▶ TO DO:
• a. Answer these questions from the passage on the ark and the table:
(i) What kind of wood was the ark of the covenant law made from?
(ii) Where did the wings of the cherubim spread?
(iii) How wide was the rim the workers made around the table?
• b. Write out the passage on the ark and the table between "The Table for" and "out drink offerings.", inclusive, replacing "rim" with "border" everywhere it occurs in that range.

The Ark of the Covenant Law
Bezalel made the ark of the covenant law out of acacia wood. It was three feet nine inches long and two feet three inches wide and high. He covered it inside and outside with pure gold. He put a strip of gold around it. He made four gold rings for it. He joined them to its four bottom corners. He put two rings on one side and two rings on the other. Then he made poles out of acacia wood. He covered them with gold. He put the poles through the rings on the sides of the ark to carry it.
He made its cover out of pure gold. It was three feet nine inches long and two feet three inches wide. The cover is the place where sin is paid for. Then he made two cherubim out of hammered gold at the ends of the cover. He put one of the cherubim on each end of it. He made them as part of the cover itself. Their wings spread up over the cover. The cherubim faced each other and looked toward the cover.
The Table for the Holy Bread
The workers made the table out of acacia wood. It was three feet long, one foot six inches wide and two feet three inches high. Then they covered it with pure gold. They put a strip of gold around it. They also made a rim around it three inches wide. They put a strip of gold around the rim. They made four gold rings for the table. They joined them to the four corners, where the four legs were. The rings were close to the rim. The rings held the poles used to carry the table. The workers made the poles out of acacia wood. They covered them with gold. They made plates, dishes and bowls out of pure gold for the table. They also made pure gold pitchers to pour out drink offerings.

▶ DATA ENTRIES:
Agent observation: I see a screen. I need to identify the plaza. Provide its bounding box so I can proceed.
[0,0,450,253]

---

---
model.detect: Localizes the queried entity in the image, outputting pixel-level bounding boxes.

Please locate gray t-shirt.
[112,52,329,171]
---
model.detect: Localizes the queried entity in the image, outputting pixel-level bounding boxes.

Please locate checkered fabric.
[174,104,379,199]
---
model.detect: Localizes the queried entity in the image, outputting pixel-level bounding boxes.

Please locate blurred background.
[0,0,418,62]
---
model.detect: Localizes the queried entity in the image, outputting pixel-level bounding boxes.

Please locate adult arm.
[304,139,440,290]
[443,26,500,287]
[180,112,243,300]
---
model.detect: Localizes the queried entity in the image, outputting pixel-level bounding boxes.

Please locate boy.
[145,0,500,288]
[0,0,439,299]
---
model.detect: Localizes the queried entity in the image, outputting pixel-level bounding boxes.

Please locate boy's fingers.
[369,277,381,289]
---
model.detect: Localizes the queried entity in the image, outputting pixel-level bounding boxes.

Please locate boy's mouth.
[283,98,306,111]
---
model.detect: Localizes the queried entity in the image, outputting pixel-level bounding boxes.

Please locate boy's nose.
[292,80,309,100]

▶ ANSWERS GIVEN:
• a.
(i) Acacia wood.
(ii) Up over the cover.
(iii) Three inches wide.

• b.
The Table for the Holy Bread
The workers made the table out of acacia wood. It was three feet long, one foot six inches wide and two feet three inches high. Then they covered it with pure gold. They put a strip of gold around it. They also made a border around it three inches wide. They put a strip of gold around the border. They made four gold rings for the table. They joined them to the four corners, where the four legs were. The rings were close to the border. The rings held the poles used to carry the table. The workers made the poles out of acacia wood. They covered them with gold. They made plates, dishes and bowls out of pure gold for the table. They also made pure gold pitchers to pour out drink offerings.